# DATA
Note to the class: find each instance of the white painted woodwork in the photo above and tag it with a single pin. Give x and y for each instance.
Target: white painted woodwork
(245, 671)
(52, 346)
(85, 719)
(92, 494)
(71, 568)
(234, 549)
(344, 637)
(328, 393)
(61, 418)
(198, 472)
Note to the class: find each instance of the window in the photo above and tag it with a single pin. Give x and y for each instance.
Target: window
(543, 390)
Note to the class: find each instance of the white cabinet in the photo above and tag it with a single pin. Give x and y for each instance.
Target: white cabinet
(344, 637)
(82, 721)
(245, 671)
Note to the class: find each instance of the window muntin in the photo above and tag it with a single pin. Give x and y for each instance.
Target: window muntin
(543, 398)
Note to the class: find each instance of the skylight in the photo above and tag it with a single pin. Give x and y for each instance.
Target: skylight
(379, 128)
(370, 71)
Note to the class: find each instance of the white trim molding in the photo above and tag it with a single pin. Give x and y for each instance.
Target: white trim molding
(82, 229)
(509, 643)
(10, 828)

# EXERCISE DETAILS
Using the listing above, return exactly, and only, the lines from the one that contains "Note to the class: find each instance of the white trim" through its last line, both included.

# EXPECTED OUTPUT
Note to the class: find each instance of the white trim molding in the photo above and tag it with a single pin. Give x and y for each instance.
Target: white trim molding
(82, 229)
(509, 643)
(10, 828)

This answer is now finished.